> _SHORT PROBLEM_
Reproduce, line for line and unchanged, the part of the records below that opens with the line containing "Scouting task: drop one point on every instance of the tartan" and closes with the line containing "[(444, 261)]".

Named object pointing entries
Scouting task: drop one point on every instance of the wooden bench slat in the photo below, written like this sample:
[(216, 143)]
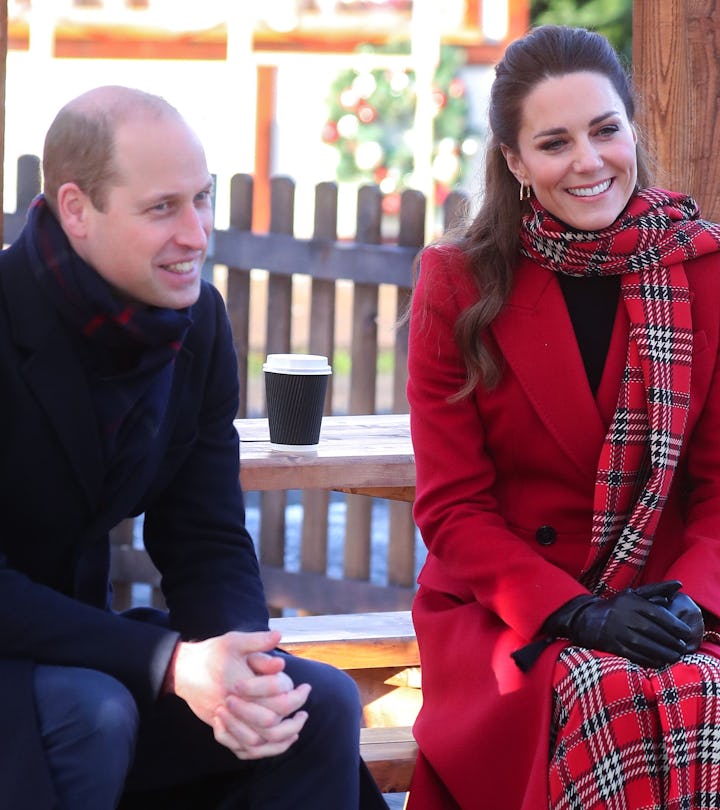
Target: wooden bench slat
[(390, 755), (352, 641)]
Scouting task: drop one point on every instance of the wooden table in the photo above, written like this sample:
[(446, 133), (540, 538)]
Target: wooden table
[(363, 455)]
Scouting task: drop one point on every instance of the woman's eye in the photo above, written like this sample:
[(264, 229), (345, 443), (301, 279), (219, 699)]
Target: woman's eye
[(552, 146), (609, 129)]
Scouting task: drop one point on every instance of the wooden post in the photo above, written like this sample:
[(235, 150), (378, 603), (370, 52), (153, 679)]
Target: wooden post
[(3, 68), (676, 65)]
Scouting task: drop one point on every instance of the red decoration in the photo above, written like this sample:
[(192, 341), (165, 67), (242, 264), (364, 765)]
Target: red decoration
[(329, 132)]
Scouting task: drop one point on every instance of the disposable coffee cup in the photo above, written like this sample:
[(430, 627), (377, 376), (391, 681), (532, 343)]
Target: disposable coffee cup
[(295, 387)]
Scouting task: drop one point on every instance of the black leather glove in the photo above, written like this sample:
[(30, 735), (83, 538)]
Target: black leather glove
[(689, 612), (682, 606), (631, 624)]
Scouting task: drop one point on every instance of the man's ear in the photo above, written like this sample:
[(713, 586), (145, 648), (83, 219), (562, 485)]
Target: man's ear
[(72, 207), (515, 164)]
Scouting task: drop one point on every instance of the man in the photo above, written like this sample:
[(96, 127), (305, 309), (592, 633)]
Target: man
[(119, 388)]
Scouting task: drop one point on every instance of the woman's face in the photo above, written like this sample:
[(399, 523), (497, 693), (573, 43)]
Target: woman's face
[(577, 150)]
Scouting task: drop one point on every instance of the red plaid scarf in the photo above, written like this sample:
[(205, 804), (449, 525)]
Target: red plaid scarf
[(647, 245)]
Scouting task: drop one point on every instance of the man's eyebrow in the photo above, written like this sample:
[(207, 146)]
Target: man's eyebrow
[(561, 130)]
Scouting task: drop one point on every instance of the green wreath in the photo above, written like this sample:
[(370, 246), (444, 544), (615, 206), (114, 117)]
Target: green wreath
[(370, 124)]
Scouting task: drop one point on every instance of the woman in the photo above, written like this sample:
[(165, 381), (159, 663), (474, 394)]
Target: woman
[(565, 414)]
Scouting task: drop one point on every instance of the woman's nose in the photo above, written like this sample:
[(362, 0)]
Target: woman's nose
[(586, 157)]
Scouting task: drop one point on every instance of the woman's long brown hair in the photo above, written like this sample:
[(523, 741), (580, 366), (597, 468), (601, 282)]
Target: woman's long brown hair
[(491, 239)]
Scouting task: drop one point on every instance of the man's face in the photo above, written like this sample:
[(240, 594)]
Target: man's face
[(150, 242)]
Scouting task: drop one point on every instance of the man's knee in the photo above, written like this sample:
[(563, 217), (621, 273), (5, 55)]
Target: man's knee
[(84, 707)]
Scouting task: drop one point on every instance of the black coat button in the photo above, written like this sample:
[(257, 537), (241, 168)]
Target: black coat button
[(546, 535)]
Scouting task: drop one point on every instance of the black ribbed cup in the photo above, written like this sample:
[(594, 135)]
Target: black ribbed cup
[(295, 401)]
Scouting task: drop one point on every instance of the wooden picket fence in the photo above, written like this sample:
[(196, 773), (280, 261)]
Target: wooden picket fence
[(367, 261)]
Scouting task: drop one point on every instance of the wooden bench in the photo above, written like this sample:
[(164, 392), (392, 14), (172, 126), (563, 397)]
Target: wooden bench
[(380, 652)]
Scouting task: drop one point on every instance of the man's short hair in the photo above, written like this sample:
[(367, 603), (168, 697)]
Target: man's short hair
[(80, 143)]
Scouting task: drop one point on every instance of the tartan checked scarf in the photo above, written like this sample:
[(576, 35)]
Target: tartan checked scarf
[(646, 245), (129, 348)]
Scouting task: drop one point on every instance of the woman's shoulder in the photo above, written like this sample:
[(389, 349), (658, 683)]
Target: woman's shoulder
[(444, 261)]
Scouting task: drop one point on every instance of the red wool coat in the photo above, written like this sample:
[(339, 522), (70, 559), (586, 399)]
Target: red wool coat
[(505, 484)]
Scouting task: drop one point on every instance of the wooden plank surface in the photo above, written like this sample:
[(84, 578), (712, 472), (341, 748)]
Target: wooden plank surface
[(355, 453), (352, 641)]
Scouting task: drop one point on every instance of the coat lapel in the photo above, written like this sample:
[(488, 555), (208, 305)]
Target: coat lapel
[(54, 376), (537, 341)]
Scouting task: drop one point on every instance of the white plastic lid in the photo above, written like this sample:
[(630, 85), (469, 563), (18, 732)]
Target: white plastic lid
[(297, 364)]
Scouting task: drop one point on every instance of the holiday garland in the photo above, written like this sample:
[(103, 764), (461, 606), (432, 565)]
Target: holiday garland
[(370, 124)]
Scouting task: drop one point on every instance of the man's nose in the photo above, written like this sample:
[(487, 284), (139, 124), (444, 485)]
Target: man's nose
[(194, 228)]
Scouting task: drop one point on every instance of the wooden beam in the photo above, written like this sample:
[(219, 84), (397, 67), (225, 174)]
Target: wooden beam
[(676, 65)]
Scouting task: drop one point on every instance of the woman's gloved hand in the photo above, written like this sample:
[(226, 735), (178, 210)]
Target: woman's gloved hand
[(638, 625), (682, 606), (689, 612)]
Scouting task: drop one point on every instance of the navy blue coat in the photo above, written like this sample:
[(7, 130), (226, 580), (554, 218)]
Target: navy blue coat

> _RESPONSE BELOW_
Scouting task: drop one point on every instance of the tartan checked scarf in the photo above, written like this sample:
[(576, 35)]
Target: tartan checked scarf
[(646, 245), (129, 348)]
Scouting task: drop one point on every instance of the woman's shoulder in the photo above, written like this sample:
[(389, 349), (658, 683)]
Target: woman's shoulder
[(444, 261)]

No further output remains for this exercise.